**PASSAGE:**

The Modoc Line
Commonly known as the "Modoc Line", this route ran through remote ranch land and high deserts in northeastern California, far from any population centers. The line was originally constructed as the narrow-gauge Nevada-California-Oregon (N-C-O), and SP converted the line to standard gauge when they acquired it. It was intended as a shortcut from SP's line in Oregon between California and the northwest to the SP Overland Route (Transcontinental RR) in Nevada; when the route was active the line continued southwest from Wendel to a connection with the SP Overland route at Flanigan, NV.
Shortly after the Union Pacific merger in 1995, due to both the lack of freight volume and the line's routing through remote territory, the segment between Alturas and Wendel was abandoned in 1996. As of June, 2003, the tracks are still in place as far south as Bayley siding in California. Between Alturas and Bayley, the tracks are used for freight car storage, with reporting marks from many of the companies UP has acquired over the years. Near the grade crossing with US Route 395 at Likely (see photo), a switch broom was still attached to a relay cabinet, but the switch itself had been removed. Also in the area, a field is being used by A-K Railroad Materials to stockpile recovered ties for sale. Further south, at Sage Hen Hill, stacks of ties line the right-of-way. From Madeline south, the ties, tieplates and most of the spikes remain, while the rails appear to have been removed just days earlier.
The northern segment from Alturas to the line's northern terminus at Klamath Falls, OR, remains in service by a shortline operator.
Thanks to Craig Bass, Mike Palmer for contributing information.
The final remnants have been completely removed from Wendel Road to Alturas Farms, approximately 6 miles south of Alturas, CA. While the bridges and roadbed remain, the grade crossings with US 395 have been paved over. The Sierra Pacific Lumber Company tracks that connected the SPI Mill in Susanville to the Southern Pacific in Wendel were removed also, in the summer of 2007. All of the grade crossings have been paved over as well.
Russell Dye, we need some help advice,at Del Norte Fairgrounds, regarding moving some track and ties short distance 10 feet, and a caboose. Can you help? 465-1575
Who do I talk to about the steel rails, and can I buy them?

**SOURCE DATA:**
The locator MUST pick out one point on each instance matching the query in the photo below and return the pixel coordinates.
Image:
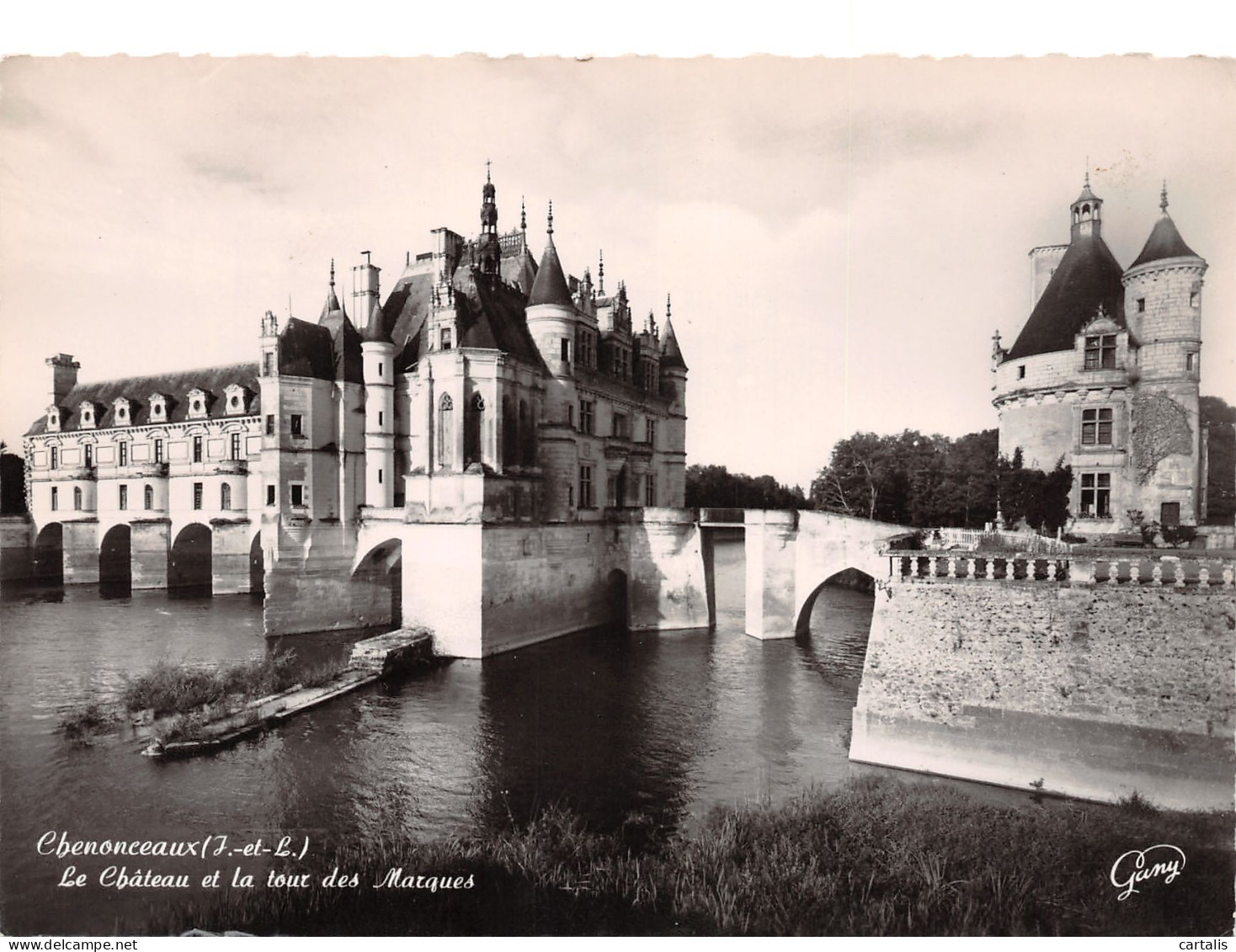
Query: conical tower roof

**PROBLEM:** Extend the Modoc Line text, picking up right after its last sentence.

**SOLVED EXERCISE:**
What if you had too much monie and you wanted to run a train from
susanville to fernily again? could you buy it up...
The present northern terminus of the southern segment (June) is approximately MP 360.1, just north of Wendell. There is a spike puller sitting halfway down, although the rails stand. At Wendell, a leaky water tower and overgrown wye remain. Additionally the yard, exposed buildings, and radio towers/dishes remain. An affiliate of A&K Railroad Materials (no surprise) has been warehousing the track hardware in place until sold.
It is worth noting that there was proposal to build a packing plant(?), however this business decided to go elsewhere. No potential shippers exist.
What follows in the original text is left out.